**Task to complete**
Turn the records below into a numbered list, one item per line, leaving out any blank lines.

++++++

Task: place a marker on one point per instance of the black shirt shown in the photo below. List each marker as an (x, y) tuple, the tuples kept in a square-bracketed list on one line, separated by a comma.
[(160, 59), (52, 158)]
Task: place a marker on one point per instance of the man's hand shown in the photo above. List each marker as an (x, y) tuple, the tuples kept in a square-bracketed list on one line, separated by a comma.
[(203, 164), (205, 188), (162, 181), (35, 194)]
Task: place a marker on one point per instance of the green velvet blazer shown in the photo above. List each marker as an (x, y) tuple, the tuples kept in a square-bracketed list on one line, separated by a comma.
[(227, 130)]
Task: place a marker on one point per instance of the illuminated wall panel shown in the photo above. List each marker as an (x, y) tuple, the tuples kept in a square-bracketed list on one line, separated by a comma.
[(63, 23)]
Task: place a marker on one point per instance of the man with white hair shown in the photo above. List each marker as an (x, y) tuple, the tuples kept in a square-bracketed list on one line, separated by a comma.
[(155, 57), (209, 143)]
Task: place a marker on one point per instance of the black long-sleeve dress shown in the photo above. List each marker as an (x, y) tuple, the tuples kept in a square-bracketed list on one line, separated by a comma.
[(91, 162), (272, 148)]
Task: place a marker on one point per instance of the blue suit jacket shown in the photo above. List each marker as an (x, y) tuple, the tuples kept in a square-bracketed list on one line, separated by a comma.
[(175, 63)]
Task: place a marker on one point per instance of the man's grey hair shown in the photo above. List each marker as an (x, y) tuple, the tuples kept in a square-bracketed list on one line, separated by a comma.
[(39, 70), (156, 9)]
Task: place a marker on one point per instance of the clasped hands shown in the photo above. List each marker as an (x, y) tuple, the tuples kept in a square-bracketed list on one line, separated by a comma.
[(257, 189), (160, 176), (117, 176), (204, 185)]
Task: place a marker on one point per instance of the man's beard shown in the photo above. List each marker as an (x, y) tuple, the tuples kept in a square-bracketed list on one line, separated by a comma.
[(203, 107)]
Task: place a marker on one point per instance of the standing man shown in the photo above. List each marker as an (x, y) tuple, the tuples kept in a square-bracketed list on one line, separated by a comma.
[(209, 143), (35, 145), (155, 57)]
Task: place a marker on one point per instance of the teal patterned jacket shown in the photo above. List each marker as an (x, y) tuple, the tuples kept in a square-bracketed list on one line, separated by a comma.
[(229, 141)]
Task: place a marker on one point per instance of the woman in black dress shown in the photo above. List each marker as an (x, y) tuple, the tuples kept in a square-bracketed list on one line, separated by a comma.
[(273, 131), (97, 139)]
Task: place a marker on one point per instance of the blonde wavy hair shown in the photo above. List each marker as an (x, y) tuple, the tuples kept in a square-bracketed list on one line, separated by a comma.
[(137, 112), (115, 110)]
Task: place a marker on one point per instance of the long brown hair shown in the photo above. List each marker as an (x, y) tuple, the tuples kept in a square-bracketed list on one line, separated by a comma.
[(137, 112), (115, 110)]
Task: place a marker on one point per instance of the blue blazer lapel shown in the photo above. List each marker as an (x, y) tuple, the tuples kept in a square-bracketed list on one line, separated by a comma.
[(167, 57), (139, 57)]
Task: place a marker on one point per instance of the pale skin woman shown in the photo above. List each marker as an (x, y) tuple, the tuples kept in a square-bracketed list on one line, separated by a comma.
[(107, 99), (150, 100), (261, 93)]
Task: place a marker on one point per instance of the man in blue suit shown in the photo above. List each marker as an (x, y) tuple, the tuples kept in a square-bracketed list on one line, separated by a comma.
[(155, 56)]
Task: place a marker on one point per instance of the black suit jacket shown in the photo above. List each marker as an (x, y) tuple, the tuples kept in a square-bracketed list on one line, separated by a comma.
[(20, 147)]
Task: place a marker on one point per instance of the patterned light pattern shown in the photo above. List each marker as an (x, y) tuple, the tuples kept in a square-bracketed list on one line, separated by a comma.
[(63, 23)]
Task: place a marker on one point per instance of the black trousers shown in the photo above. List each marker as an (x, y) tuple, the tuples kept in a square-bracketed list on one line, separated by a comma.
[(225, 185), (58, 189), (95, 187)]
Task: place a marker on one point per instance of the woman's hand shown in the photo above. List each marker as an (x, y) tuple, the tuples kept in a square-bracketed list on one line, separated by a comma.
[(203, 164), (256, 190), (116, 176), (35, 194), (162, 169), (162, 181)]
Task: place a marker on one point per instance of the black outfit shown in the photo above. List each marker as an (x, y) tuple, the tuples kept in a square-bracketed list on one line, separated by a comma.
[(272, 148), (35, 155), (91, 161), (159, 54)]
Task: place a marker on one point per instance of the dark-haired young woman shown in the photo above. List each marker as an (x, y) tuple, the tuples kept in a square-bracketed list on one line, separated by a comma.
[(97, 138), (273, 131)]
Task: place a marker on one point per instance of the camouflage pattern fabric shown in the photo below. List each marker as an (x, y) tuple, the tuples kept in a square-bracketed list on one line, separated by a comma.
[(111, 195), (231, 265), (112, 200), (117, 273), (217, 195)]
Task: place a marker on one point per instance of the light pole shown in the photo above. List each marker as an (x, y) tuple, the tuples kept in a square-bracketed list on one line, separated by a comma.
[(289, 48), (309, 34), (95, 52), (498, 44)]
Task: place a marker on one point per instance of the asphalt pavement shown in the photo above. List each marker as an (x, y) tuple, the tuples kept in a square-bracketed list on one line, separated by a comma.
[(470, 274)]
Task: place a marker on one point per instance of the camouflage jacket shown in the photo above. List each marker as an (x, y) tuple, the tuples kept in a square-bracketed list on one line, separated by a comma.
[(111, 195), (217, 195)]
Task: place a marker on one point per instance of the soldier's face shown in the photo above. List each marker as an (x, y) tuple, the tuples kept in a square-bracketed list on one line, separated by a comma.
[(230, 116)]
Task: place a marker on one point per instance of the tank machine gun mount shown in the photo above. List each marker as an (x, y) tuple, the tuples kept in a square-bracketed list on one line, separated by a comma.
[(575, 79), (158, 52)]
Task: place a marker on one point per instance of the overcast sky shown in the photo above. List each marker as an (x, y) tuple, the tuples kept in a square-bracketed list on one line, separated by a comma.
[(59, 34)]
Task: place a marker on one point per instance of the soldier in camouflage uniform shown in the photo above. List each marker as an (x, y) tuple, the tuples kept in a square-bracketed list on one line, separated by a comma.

++++++

**Reply to the exercise**
1. Task: place a marker on one point per instance of the black shirt shown in the photo below. List each marker as an (x, y) tuple, the tuples kept in a square-bracketed list on one line, separated by a comma.
2. [(160, 59), (52, 158)]
3. Task: place a marker on one point per instance of the man's hand shown in the photo above. List each marker as an (x, y) tuple, the tuples kept in a square-bracketed list on one line, separated by a comma.
4. [(203, 164), (205, 188), (162, 181), (35, 194)]
5. Task: place a marker on one point per instance of the green velvet blazer shown in the photo above. List each marker as an (x, y) tuple, the tuples kept in a square-bracketed list on one line, separated by a comma.
6. [(227, 130)]
7. Task: place a marker on one point per instance of the illuminated wall panel shown in the photo above. List each marker as an (x, y) tuple, the tuples kept in a square-bracketed list on one line, separated by a comma.
8. [(63, 23)]
9. Task: place a marker on one point per instance of the man with white hair shown in the photo above. List each marker as an (x, y) tuple, the tuples kept in a square-bracketed list on one line, separated by a comma.
10. [(155, 57), (209, 143)]
11. Task: place a marker on one point per instance of the black long-sleeve dress shown in the photo above. List each marker as an (x, y) tuple, the tuples kept in a square-bracketed list on one line, separated by a comma.
12. [(91, 162), (272, 148)]
13. Task: place a marker on one point per instance of the blue suit jacket shown in the photo above. List each marker as an (x, y) tuple, the tuples kept in a square-bracketed list on one line, separated by a comma.
14. [(175, 63)]
15. Task: place a marker on one point per instance of the man's grey hair shown in the photo above. List each marker as an (x, y) tuple, the tuples kept in a square-bracketed list on one line, separated by a comma.
16. [(39, 70), (156, 9)]
17. Task: place a marker on one point per instance of the clasped hands shown in the photo above. List each marker as an (x, y) tuple, the tuples kept in a square-bracketed list on one line, separated by a comma.
18. [(257, 189), (160, 176), (117, 176), (204, 185)]
19. Task: place a marker on one point per instance of the man's beard shown in the photo above. List each marker as an (x, y) tuple, the tuples kept in a square-bracketed list on one line, separated by a comma.
20. [(203, 107)]
21. Task: place a marker on one point per instance of the standing man shown in the photo above. List each marker as an (x, y) tuple, the tuples kept in a square-bracketed list on one line, separated by a comma.
22. [(209, 143), (35, 145), (155, 57)]
23. Task: place a marker on one point per instance of the teal patterned jacket shown in the photo above. List each marker as an (x, y) tuple, the tuples kept in a square-bracketed list on one line, separated by a comma.
24. [(229, 141)]
25. Task: place a marker on one point per instance of the woman in black dress shown in the photo above. List each marker as an (x, y) tuple, the tuples kept in a square-bracketed list on one line, separated by a comma.
26. [(273, 131), (97, 139)]
27. Task: place a marker on one point per instance of the blonde wavy hair shown in the photo above. List each marker as an (x, y) tuple, the tuples kept in a square-bracketed list on one line, separated by a comma.
28. [(137, 112), (115, 110)]
29. Task: place a marker on one point per instance of the long brown hair shown in the photo above. List each marker as an (x, y) tuple, the tuples kept in a square-bracketed list on one line, separated by a comma.
30. [(137, 112), (115, 110)]
31. Task: place a marker on one point per instance of the blue blazer lapel shown in the photo above. List each marker as an (x, y) tuple, the tuples kept in a square-bracketed list on one line, separated by a comma.
32. [(167, 57), (139, 57)]
33. Task: place a marker on one point per instance of the pale skin woman shown in the photo above. List each marker as an (x, y) tuple, the tuples kept in a square-bracketed list on one line, separated by a comma.
34. [(107, 99), (150, 100), (261, 93)]
35. Task: place a marker on one point per instance of the man in blue suit shown in the photo above. List each marker as an (x, y) tuple, the tuples kept in a square-bracketed list on one line, separated by a comma.
36. [(155, 56)]
37. Task: place a marker on one point per instance of the black suit jacket shown in the photo above. List each marker as an (x, y) tuple, the tuples kept in a square-bracketed list on one line, separated by a comma.
38. [(20, 147)]
39. Task: place a marker on one point per instance of the patterned light pattern shown in the photo above. List each marker as an (x, y) tuple, the tuples kept in a square-bracketed list on one line, separated by a comma.
40. [(63, 23)]
41. Task: place a marker on one point per instance of the black trousers shown in the photo above. List each marker as an (x, y) tuple, the tuples kept in a square-bracketed list on one line, separated by a comma.
42. [(225, 185), (58, 189), (95, 187)]
43. Task: place a marker on one point per instance of the woman's hand shown in the photo above. List each marker as an (x, y) tuple, the tuples kept in a square-bracketed list on one line, separated by a comma.
44. [(203, 164), (256, 190), (116, 176), (35, 194), (162, 169), (162, 181)]
45. Task: place a marker on one point per instance of the black outfit shown in the photo above. List each marker as an (x, y) tuple, the tuples kept in a square-bracketed list on one line, separated by a comma.
46. [(272, 148), (35, 155), (91, 161), (159, 54)]
47. Task: place a marker on one point per instance of the dark-haired young woman shown in the photo above. List each marker as an (x, y) tuple, the tuples kept in a square-bracketed list on one line, separated by a comma.
48. [(97, 138), (273, 131)]
49. Task: place a marker on one point per instance of the camouflage pattern fabric shown in the photo below. List each marker as an (x, y) tuple, the tuples kept in a square-bracketed list on one line, separated by a comma.
50. [(111, 195), (231, 265), (112, 200), (117, 273), (217, 195)]
51. Task: place a marker on one point per instance of the light pole shown in the photo above. List each marker as an (x, y) tuple, the tuples kept in a square-bracketed list on one line, separated by a comma.
52. [(289, 48), (309, 34), (95, 52), (498, 44)]
53. Task: place a marker on one point per instance of the asphalt pavement shown in the photo above. List each marker as an (x, y) tuple, the tuples kept in a square-bracketed list on one line, separated by a comma.
54. [(470, 274)]
55. Task: place a marker on one point per instance of the camouflage jacket shown in the photo above. List each marker as an (x, y) tuple, the tuples kept in a square-bracketed list on one line, separated by a comma.
56. [(111, 195), (217, 195)]
57. Task: place a marker on one point per instance of the soldier's face shown in the photo above. List each marker as an (x, y) tuple, the tuples kept in a square-bracketed list on one line, separated by a comma.
58. [(230, 116)]
59. Task: place a marker on one point per instance of the tank machine gun mount shown in the photo above. List each marker as an (x, y) tuple, the tuples kept in a square-bracketed list on one line, separated by a comma.
60. [(575, 79), (158, 52)]
61. Task: place a marker on one point per instance of the overcast sky shown in the photo above. List each marker as an (x, y) tuple, the tuples kept in a square-bracketed list on one line, separated by a comma.
62. [(59, 34)]
63. Task: place a marker on one point per instance of the soldier in camouflage uniform shown in the photo above. List each marker as an (x, y) tuple, the tuples kept in a square-bracketed list on one line, separated by a comma.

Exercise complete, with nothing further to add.